Start of Supplied data

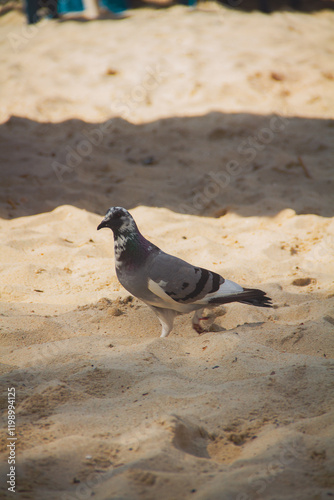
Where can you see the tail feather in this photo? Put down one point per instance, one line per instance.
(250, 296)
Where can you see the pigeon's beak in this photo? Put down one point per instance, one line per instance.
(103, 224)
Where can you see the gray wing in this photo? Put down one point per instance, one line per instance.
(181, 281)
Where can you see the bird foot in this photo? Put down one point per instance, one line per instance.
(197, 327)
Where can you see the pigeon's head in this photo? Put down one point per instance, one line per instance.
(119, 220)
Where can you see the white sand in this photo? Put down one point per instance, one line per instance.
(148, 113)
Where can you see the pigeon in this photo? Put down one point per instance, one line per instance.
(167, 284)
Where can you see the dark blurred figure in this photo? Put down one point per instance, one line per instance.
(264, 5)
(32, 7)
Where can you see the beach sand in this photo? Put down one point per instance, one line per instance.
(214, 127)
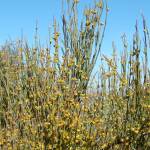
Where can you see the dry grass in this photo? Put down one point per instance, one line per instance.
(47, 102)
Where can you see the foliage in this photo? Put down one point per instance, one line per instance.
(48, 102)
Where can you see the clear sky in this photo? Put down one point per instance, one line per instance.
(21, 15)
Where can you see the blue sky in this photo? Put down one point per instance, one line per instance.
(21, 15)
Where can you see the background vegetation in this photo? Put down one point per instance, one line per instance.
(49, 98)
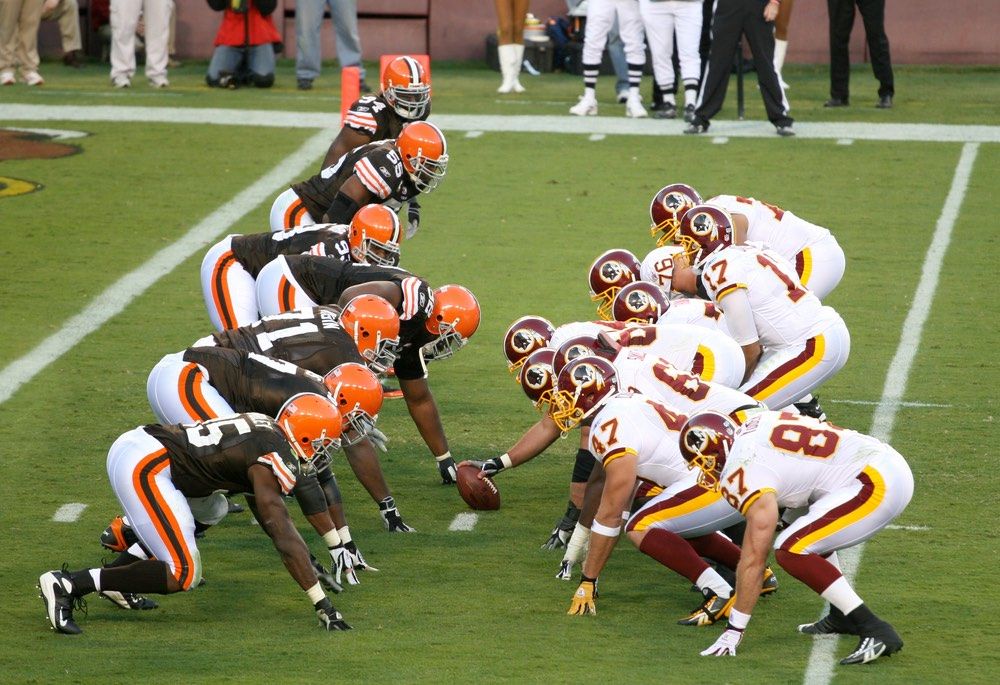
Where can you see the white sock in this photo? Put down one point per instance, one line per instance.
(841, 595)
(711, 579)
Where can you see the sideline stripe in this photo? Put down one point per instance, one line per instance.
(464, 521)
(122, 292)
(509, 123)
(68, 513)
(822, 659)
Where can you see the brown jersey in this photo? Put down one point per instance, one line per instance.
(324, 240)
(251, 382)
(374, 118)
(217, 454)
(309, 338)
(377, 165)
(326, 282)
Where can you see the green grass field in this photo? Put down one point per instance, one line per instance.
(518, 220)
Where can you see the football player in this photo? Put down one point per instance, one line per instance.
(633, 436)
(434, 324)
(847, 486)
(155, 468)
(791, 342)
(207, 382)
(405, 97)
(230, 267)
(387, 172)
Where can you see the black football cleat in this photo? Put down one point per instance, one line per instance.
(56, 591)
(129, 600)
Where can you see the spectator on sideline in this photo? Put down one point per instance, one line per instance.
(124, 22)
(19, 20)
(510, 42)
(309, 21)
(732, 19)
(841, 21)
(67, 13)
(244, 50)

End of Supplied data
Start of Supplied data

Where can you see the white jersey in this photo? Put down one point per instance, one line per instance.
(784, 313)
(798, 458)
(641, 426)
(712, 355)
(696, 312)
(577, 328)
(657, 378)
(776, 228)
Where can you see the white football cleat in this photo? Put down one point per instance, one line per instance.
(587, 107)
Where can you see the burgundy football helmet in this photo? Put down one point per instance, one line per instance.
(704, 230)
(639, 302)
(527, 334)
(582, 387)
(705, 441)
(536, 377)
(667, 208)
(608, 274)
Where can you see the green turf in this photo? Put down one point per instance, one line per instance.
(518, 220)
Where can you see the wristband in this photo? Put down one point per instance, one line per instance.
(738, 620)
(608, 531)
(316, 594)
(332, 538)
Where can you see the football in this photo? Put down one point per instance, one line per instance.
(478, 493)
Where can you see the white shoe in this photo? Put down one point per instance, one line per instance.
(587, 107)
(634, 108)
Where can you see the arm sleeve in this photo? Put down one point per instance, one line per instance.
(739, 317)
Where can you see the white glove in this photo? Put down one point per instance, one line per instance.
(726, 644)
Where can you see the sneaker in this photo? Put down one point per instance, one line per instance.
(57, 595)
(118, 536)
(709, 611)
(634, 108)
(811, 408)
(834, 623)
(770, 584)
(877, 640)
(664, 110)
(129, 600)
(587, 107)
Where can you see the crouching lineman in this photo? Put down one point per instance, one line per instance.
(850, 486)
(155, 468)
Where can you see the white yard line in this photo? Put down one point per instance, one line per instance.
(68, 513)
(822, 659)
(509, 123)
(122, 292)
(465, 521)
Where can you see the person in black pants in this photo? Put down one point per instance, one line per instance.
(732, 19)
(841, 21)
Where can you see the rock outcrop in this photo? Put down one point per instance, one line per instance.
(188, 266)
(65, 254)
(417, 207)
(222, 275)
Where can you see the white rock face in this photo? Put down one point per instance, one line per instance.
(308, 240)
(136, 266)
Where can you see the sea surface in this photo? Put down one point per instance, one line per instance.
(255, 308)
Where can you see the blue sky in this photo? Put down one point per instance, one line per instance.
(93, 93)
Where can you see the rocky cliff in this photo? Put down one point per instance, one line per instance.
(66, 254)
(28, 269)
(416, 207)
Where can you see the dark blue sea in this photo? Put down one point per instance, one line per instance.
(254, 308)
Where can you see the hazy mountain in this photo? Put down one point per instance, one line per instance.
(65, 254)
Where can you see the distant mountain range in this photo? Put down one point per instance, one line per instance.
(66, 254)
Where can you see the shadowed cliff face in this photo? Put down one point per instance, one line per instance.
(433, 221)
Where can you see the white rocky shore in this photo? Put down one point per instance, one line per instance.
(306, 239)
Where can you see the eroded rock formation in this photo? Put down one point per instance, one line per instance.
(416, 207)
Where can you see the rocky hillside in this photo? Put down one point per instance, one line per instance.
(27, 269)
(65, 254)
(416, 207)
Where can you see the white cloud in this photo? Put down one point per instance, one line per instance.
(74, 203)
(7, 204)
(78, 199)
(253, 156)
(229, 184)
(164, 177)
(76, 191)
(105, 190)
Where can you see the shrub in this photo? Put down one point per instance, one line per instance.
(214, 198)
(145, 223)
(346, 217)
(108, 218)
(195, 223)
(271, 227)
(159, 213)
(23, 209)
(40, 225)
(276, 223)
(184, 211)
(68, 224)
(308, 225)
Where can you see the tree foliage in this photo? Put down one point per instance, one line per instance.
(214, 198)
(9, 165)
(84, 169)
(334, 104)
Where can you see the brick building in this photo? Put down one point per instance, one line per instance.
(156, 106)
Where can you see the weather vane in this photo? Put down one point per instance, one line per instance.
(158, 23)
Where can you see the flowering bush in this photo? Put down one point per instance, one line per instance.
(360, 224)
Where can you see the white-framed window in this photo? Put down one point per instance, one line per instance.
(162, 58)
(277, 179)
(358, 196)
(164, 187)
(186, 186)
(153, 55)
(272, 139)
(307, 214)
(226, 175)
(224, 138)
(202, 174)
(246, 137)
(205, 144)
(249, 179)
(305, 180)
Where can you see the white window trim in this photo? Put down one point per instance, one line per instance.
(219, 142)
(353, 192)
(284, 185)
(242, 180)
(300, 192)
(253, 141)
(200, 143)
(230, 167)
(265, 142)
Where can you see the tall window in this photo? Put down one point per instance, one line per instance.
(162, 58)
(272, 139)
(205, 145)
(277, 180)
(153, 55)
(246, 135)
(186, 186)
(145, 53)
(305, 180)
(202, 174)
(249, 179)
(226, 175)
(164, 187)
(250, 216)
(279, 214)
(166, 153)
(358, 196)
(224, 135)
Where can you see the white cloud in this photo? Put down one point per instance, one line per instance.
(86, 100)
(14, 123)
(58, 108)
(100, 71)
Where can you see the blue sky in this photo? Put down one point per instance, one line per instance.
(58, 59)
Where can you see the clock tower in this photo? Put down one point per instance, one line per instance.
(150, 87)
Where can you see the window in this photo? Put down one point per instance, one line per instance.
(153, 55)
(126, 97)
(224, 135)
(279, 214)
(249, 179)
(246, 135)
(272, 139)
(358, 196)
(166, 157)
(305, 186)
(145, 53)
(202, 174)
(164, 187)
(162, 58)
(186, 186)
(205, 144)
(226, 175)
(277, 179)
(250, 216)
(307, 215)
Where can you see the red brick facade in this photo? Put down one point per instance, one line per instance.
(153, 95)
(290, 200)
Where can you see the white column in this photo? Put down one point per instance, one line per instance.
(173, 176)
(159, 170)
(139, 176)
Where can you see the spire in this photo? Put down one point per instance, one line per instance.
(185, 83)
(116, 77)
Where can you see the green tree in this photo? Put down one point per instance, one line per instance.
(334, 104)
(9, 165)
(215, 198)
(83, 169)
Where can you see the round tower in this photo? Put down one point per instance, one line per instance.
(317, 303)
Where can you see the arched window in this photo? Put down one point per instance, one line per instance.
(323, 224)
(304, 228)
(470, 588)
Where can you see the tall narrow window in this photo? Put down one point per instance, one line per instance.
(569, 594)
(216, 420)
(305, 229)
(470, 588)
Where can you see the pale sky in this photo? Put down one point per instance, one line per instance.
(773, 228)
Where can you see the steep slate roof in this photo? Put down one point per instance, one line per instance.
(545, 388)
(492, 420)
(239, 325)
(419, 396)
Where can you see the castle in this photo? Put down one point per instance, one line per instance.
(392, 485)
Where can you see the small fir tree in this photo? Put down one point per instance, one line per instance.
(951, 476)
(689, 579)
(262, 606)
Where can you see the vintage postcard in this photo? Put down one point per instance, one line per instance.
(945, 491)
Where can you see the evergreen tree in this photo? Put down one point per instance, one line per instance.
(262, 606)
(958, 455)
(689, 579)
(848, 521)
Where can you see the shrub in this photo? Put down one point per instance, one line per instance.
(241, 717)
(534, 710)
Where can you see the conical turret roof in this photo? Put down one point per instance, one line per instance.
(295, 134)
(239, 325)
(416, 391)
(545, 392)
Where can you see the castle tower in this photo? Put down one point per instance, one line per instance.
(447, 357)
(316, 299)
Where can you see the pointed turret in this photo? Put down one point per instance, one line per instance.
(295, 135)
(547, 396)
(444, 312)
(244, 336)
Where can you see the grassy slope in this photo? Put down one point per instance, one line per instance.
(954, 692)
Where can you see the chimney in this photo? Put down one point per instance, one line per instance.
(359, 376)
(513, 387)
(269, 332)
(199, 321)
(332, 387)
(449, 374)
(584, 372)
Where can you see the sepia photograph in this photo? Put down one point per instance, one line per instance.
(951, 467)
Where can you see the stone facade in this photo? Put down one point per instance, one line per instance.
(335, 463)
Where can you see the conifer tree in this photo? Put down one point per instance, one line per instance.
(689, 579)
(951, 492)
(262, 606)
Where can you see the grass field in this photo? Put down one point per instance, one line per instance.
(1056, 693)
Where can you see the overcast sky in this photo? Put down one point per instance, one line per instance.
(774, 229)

End of Supplied data
Start of Supplied data

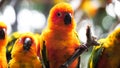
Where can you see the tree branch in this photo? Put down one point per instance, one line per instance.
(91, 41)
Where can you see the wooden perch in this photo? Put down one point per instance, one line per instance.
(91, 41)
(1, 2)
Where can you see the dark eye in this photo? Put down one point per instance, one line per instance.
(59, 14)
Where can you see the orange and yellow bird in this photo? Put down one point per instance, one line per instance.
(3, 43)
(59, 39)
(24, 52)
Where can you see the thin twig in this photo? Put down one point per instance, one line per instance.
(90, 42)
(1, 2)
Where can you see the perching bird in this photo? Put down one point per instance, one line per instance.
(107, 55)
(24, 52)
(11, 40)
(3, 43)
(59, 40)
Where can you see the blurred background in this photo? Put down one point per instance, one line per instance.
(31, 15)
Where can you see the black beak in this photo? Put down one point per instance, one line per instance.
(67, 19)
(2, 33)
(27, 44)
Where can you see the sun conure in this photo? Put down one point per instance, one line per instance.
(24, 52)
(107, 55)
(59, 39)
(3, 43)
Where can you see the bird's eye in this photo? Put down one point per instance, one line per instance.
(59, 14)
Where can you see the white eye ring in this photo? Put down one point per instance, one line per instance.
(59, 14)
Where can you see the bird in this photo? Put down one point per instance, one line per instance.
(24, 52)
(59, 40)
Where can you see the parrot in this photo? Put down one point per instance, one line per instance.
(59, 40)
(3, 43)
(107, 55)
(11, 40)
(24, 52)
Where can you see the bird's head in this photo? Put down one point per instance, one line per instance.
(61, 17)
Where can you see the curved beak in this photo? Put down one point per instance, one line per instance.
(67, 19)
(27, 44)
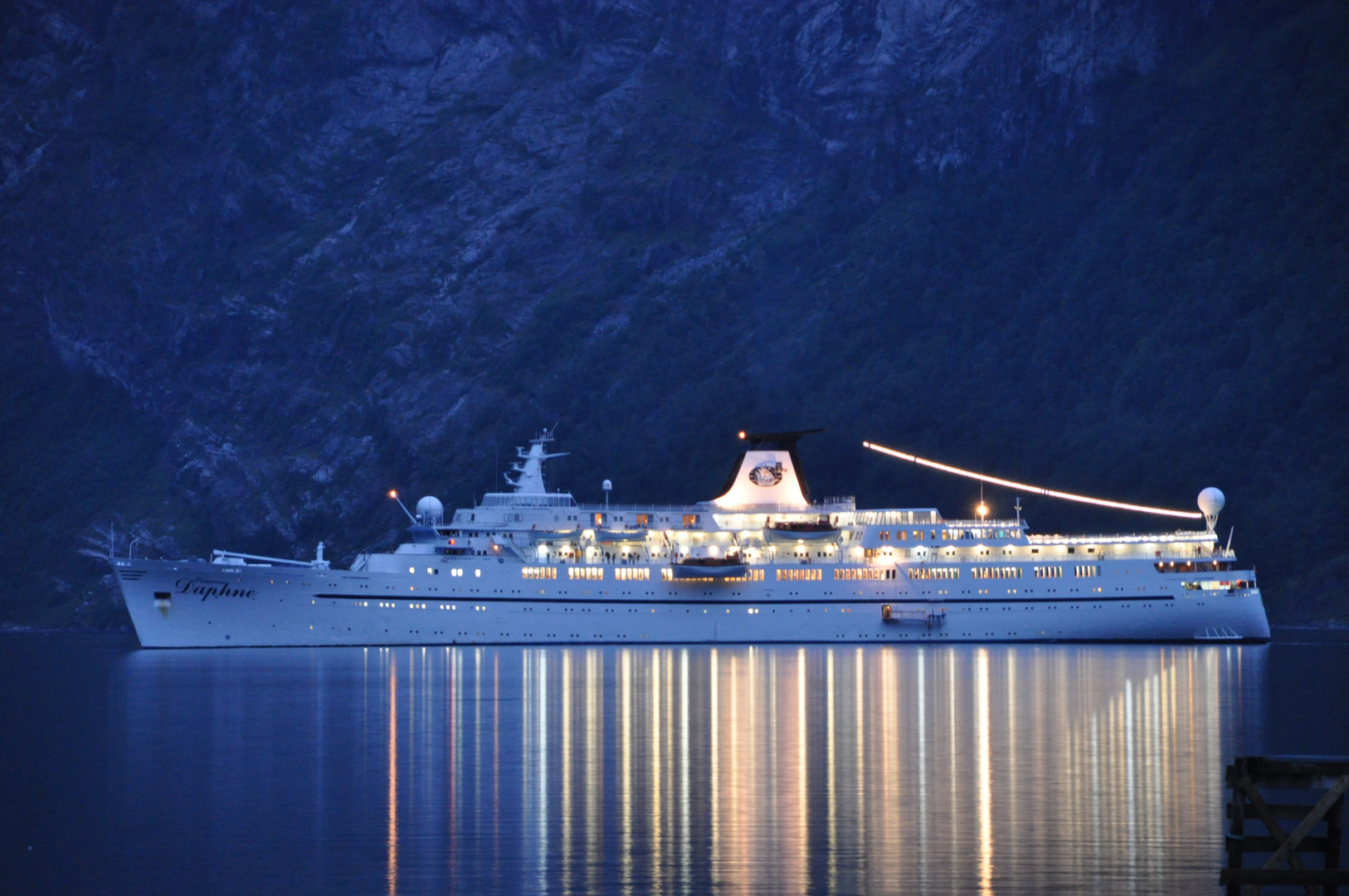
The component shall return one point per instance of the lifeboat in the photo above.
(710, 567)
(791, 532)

End of Supplied data

Find each line in the listing above that contains the string "tall", with case counting, and copy each of those lines in full.

Where can you see the tall window in this photo? Put down one point per instance, one line per instance.
Where can you see the tall narrow window in this photo? Put down one point per instance, one line per instance.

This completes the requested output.